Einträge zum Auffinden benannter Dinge
—————
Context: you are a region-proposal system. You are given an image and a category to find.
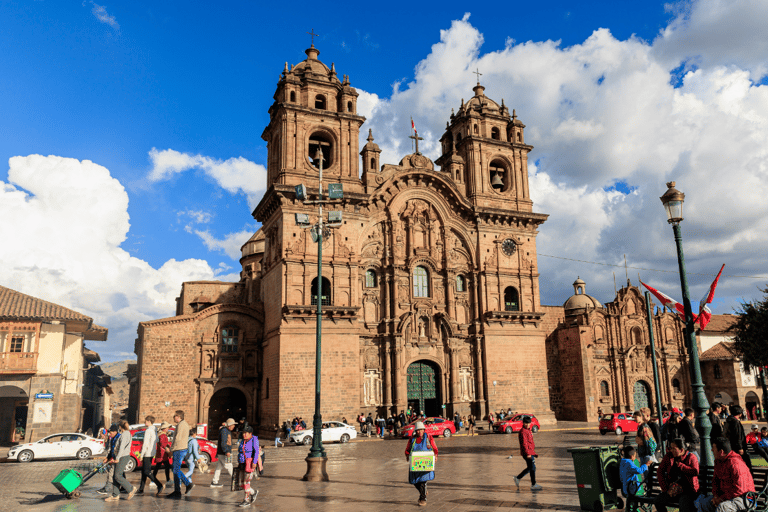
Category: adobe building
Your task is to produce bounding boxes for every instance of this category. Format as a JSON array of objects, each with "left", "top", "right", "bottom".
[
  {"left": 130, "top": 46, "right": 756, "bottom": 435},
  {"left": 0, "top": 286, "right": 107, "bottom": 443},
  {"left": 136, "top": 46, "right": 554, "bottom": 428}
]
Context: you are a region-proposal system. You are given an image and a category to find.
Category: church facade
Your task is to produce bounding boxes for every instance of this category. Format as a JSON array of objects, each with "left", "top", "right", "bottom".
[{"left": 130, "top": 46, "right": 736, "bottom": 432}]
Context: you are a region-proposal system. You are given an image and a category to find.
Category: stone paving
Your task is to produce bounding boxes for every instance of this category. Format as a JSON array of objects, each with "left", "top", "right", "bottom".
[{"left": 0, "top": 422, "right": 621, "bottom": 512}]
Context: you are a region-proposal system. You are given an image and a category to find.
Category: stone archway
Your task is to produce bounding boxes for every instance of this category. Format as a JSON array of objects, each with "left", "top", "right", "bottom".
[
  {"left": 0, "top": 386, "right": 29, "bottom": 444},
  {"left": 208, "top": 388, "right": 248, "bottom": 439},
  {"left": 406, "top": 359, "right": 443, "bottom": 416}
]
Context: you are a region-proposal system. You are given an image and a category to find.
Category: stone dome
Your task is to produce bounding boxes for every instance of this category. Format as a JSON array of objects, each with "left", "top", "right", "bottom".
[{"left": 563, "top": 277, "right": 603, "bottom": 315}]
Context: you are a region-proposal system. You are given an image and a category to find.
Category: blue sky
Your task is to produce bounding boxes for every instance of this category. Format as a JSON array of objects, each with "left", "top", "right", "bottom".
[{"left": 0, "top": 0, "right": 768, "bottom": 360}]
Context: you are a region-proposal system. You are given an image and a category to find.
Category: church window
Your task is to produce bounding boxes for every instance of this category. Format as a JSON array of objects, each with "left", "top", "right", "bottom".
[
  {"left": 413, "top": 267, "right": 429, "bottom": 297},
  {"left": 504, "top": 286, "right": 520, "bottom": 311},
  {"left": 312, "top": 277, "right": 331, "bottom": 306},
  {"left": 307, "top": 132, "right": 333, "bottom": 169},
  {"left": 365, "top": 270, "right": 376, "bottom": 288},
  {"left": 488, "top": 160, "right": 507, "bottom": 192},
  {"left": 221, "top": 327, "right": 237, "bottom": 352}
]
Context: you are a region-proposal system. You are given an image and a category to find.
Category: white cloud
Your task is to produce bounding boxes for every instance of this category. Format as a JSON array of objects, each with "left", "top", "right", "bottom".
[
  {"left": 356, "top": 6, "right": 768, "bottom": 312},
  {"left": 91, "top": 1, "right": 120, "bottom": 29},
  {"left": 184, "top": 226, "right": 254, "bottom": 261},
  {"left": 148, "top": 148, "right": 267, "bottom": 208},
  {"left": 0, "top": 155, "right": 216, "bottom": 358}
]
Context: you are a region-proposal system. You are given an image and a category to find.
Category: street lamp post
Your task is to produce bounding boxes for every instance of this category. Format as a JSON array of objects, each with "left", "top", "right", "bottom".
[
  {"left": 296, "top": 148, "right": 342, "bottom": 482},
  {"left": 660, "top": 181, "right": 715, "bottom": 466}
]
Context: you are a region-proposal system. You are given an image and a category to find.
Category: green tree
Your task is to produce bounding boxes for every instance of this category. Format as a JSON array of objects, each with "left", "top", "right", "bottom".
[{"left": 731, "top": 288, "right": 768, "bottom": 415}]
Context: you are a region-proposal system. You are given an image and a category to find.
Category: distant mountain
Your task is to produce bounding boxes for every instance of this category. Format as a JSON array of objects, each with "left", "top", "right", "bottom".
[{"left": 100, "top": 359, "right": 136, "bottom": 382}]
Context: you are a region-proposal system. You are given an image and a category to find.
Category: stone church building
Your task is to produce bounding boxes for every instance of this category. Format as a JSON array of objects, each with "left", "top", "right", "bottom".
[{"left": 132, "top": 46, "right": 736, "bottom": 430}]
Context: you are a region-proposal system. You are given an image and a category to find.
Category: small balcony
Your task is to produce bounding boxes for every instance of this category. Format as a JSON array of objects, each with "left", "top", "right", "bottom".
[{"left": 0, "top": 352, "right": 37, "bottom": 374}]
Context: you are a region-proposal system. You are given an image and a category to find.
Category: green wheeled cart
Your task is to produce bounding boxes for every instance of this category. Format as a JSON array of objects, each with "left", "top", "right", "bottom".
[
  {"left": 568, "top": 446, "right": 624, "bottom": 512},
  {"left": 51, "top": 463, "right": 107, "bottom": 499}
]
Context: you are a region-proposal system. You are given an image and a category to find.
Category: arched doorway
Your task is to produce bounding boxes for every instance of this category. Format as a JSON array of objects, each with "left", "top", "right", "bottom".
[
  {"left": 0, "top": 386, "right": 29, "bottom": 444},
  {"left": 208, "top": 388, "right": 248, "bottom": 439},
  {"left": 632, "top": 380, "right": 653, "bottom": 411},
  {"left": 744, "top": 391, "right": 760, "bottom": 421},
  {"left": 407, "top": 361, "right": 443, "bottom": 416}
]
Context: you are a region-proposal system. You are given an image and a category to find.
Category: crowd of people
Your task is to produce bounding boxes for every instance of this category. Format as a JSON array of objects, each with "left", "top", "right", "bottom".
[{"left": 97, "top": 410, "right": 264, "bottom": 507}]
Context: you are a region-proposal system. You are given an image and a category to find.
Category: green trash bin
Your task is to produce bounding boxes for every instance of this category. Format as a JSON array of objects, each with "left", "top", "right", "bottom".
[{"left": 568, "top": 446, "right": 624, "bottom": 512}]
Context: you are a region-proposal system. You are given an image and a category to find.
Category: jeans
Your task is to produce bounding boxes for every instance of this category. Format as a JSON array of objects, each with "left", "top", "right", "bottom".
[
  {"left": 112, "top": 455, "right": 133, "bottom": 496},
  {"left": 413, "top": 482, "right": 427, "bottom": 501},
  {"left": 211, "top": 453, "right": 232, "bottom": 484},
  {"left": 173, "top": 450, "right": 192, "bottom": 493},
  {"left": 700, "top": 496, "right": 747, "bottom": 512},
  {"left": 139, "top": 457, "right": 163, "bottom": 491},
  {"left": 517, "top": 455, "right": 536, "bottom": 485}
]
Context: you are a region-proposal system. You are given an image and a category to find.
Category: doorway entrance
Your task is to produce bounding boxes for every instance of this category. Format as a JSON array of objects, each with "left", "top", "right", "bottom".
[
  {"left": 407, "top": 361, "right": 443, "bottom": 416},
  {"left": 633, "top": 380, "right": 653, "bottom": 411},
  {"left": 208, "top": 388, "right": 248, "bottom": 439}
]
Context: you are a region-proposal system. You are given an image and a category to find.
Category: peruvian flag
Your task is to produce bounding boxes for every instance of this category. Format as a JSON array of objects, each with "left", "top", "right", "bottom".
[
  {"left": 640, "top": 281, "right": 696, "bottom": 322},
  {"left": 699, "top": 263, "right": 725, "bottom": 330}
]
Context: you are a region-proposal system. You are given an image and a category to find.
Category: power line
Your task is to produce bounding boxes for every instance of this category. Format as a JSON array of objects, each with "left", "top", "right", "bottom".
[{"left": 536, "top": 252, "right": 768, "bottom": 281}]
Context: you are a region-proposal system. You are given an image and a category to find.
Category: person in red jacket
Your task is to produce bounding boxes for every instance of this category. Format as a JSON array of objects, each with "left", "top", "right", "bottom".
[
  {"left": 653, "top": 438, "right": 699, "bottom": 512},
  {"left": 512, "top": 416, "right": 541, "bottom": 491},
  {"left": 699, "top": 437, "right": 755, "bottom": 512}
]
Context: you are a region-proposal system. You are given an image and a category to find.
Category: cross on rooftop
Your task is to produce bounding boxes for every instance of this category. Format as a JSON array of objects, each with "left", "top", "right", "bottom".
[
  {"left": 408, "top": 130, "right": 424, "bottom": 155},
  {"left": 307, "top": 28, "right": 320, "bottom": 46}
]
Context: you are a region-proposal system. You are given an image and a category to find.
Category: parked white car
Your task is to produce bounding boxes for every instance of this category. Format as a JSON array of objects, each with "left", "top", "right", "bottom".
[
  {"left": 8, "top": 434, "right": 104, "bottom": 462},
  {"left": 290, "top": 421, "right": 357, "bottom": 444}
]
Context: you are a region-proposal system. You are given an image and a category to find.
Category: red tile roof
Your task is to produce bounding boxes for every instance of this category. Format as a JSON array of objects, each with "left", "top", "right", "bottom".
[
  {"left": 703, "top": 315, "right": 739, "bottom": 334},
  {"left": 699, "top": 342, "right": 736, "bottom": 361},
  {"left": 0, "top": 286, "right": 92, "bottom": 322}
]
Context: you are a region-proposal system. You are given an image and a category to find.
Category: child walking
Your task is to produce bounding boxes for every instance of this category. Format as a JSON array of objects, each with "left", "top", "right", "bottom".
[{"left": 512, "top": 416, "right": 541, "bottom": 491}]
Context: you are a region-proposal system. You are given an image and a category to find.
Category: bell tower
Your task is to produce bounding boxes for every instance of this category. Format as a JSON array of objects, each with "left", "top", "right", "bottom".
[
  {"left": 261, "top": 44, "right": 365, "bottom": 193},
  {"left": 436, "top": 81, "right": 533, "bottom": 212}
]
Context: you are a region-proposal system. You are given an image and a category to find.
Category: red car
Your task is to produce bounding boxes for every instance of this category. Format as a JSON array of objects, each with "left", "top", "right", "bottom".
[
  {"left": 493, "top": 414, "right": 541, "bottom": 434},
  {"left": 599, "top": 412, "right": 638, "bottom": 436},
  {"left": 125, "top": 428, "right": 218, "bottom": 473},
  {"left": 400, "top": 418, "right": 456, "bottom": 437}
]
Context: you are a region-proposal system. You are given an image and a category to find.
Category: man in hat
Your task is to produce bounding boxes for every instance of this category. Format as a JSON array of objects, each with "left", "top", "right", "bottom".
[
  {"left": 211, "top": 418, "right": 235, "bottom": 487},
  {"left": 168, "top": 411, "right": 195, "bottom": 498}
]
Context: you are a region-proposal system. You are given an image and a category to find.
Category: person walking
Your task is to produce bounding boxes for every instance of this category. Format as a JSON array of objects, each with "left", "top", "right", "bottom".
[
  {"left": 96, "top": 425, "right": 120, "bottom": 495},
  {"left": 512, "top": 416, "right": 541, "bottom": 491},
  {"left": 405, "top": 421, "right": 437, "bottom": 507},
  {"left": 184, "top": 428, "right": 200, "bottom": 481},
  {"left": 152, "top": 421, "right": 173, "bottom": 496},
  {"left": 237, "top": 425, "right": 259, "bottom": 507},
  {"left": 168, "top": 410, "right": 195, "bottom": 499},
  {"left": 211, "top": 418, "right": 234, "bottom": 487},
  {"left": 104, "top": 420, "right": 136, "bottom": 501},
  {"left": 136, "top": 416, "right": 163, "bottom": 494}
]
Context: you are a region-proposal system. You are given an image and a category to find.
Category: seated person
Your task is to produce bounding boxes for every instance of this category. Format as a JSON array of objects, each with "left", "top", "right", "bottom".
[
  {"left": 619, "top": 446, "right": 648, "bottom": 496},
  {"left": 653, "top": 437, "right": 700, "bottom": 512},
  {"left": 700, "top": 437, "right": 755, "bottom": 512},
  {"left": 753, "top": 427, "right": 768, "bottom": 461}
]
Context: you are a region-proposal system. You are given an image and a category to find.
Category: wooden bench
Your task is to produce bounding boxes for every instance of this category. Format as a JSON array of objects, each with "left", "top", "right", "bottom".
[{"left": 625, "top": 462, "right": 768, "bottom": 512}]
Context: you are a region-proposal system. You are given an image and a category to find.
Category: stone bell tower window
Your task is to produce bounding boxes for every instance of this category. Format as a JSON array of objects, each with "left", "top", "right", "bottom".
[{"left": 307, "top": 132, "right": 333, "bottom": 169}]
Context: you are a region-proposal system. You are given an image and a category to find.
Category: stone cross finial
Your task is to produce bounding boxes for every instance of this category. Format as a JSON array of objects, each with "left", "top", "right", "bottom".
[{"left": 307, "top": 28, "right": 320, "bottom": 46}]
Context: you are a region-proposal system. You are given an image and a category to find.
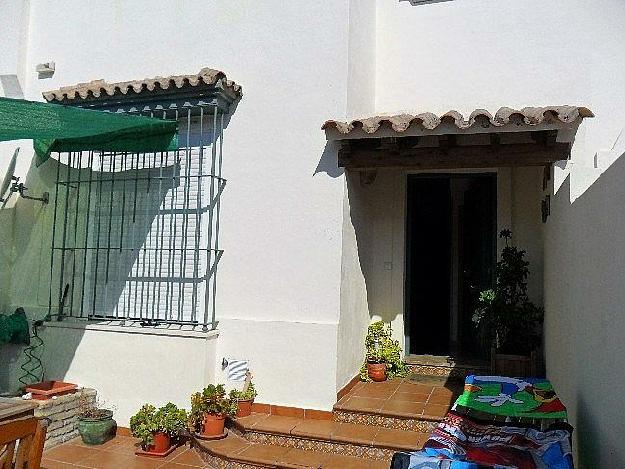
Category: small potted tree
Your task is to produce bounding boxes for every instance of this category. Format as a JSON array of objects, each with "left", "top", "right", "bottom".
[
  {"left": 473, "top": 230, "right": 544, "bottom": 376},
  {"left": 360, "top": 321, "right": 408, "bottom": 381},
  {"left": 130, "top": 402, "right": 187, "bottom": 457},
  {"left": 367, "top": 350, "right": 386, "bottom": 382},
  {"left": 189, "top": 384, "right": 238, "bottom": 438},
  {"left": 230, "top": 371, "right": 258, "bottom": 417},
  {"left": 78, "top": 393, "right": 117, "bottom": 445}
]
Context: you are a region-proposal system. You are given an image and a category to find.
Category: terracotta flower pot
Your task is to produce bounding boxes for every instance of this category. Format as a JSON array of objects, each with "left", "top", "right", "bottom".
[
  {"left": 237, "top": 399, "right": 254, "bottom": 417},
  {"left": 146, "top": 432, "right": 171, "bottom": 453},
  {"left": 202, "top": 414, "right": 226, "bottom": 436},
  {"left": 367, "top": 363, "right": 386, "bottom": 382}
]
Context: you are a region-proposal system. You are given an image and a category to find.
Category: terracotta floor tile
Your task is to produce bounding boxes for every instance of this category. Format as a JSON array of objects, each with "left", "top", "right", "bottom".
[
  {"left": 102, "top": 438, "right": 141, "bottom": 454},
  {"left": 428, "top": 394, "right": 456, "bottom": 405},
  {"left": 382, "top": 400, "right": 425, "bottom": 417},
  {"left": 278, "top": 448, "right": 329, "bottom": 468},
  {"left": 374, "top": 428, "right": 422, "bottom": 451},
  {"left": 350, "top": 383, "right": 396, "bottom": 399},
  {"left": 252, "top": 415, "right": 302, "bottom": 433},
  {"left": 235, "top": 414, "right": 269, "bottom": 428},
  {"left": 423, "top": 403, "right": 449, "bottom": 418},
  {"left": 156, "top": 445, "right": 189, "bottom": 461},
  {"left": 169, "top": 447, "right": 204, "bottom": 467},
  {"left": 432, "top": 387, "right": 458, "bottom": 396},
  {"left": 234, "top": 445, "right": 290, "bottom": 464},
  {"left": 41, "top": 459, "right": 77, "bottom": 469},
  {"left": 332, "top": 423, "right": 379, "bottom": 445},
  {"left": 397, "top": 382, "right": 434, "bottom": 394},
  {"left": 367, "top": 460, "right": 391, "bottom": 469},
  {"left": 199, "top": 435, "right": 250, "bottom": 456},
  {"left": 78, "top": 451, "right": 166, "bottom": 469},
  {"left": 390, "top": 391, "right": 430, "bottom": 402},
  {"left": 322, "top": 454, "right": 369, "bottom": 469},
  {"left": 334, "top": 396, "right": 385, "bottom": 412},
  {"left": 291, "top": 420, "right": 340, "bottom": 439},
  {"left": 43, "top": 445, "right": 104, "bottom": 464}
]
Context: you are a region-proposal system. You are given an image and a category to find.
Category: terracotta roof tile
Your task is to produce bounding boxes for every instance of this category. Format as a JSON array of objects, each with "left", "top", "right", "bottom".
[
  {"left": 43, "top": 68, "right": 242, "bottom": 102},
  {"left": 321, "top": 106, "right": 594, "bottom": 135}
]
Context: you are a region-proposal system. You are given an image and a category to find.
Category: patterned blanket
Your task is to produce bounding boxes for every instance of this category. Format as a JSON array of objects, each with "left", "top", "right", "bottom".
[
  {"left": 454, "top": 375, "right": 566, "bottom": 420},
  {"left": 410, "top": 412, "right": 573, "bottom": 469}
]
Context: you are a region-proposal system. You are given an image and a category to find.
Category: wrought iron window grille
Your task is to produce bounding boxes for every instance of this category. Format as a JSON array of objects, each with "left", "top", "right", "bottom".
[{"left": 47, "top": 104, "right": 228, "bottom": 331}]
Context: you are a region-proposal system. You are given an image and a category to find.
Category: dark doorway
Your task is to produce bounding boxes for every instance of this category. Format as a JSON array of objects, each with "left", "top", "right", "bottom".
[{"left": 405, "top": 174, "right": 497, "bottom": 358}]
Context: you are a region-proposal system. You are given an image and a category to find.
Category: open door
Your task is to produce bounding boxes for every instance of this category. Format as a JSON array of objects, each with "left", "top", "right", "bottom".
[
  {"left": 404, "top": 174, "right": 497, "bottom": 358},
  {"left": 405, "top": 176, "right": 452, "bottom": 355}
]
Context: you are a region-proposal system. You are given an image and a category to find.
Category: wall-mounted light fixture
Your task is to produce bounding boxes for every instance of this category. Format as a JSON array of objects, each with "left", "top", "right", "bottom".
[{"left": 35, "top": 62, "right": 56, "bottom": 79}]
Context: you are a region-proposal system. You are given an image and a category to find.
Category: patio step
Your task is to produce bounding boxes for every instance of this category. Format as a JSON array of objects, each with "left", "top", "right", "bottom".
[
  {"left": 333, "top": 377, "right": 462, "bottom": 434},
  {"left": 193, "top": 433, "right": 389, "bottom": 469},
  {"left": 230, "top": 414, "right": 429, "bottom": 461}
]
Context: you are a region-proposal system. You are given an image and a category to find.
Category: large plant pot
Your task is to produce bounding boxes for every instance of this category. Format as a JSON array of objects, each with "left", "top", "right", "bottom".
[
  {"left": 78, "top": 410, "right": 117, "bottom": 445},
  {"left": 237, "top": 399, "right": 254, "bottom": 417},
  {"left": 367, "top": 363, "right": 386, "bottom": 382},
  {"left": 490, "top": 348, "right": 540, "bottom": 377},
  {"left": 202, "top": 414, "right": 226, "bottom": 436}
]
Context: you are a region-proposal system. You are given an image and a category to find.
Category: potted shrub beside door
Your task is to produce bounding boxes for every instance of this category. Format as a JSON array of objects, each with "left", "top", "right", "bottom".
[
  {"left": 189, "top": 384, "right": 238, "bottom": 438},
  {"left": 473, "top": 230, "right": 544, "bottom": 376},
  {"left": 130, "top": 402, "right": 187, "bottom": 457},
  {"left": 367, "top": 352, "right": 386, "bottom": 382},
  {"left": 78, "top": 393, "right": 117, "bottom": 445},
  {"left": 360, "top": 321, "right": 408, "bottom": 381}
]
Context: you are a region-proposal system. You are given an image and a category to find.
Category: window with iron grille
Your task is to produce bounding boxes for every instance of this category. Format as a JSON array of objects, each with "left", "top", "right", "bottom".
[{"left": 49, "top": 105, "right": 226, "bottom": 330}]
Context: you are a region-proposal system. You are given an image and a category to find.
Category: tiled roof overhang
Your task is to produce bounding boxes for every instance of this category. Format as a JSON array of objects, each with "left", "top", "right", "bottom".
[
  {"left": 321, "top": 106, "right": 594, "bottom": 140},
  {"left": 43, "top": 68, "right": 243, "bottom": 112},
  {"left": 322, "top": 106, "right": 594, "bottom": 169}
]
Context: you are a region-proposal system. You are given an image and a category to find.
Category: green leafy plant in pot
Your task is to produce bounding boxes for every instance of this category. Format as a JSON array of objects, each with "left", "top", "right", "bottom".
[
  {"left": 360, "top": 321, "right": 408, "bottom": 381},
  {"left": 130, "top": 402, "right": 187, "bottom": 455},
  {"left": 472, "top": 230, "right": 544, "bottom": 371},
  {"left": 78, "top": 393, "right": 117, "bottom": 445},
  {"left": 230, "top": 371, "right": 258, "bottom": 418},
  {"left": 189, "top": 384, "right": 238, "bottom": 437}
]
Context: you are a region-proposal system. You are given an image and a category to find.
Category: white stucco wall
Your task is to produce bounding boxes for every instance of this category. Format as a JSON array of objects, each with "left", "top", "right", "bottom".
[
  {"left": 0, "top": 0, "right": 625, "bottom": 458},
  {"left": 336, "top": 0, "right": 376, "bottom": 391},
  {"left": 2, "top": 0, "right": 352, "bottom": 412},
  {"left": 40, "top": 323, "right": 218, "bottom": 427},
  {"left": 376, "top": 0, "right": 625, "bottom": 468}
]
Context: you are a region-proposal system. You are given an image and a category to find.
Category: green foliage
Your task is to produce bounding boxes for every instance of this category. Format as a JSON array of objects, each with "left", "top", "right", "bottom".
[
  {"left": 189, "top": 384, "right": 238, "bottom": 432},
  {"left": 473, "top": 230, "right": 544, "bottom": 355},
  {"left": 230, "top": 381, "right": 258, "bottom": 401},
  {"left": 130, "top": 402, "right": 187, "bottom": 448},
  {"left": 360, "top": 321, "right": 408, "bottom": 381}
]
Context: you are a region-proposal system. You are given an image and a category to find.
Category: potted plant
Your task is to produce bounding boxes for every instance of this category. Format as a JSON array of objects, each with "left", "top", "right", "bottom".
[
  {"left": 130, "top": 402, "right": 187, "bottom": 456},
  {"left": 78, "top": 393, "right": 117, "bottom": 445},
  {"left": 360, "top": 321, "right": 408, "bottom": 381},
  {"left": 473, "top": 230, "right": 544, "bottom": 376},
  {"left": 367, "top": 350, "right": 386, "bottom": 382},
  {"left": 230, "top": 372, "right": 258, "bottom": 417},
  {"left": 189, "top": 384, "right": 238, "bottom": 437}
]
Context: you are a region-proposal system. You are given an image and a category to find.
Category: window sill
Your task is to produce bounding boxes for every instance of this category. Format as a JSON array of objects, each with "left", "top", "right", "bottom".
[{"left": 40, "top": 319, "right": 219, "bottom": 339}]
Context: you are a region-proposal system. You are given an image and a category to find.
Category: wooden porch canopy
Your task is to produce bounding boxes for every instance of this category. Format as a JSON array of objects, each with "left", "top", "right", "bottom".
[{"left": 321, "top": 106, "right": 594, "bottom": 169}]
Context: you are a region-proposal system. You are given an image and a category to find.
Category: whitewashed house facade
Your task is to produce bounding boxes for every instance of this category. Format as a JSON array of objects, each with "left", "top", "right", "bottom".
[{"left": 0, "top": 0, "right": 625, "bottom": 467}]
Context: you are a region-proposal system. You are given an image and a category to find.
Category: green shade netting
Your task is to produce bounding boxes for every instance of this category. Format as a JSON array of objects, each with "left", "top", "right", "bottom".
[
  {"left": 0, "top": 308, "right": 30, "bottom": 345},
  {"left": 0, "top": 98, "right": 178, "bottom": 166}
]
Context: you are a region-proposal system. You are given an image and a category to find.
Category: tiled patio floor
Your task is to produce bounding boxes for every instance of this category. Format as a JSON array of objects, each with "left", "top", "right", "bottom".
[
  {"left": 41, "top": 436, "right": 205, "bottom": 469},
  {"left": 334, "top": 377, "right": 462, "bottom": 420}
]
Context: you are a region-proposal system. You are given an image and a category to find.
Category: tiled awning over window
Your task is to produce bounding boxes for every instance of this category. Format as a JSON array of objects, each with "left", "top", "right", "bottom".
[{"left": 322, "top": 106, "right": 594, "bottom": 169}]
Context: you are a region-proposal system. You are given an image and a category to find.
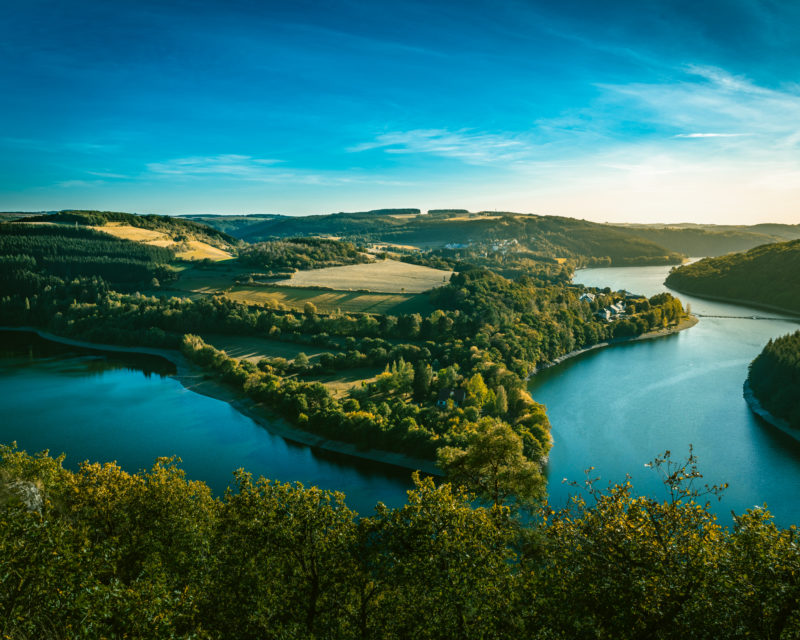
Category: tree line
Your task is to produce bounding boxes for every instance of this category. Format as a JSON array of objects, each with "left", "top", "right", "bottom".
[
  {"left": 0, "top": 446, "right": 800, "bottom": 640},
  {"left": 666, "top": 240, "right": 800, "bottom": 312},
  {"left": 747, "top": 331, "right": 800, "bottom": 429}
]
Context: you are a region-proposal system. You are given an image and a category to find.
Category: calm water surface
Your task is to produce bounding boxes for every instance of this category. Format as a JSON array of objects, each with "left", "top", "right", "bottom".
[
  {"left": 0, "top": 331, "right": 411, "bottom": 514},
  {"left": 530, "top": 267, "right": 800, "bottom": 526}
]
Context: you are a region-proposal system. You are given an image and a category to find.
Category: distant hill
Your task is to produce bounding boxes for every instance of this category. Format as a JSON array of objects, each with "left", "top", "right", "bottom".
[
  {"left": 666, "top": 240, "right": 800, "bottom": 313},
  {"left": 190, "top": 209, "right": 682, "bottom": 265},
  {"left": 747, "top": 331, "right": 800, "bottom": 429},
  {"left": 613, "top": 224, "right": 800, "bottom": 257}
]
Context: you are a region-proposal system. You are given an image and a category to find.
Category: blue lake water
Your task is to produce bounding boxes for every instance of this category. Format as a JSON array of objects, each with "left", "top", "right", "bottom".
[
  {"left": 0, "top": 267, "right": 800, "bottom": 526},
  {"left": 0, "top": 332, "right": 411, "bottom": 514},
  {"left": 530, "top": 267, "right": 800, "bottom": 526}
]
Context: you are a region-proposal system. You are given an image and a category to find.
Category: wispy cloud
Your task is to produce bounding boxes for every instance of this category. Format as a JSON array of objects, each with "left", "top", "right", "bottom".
—————
AUFGABE: Liste jede Zeile der Einträge oben auf, in der die Zeichenfolge „patio“ vorkommt. Achte dabei auf Groß- und Kleinschreibung.

LÖSUNG UNTEN:
Category: patio step
Category: tiled patio floor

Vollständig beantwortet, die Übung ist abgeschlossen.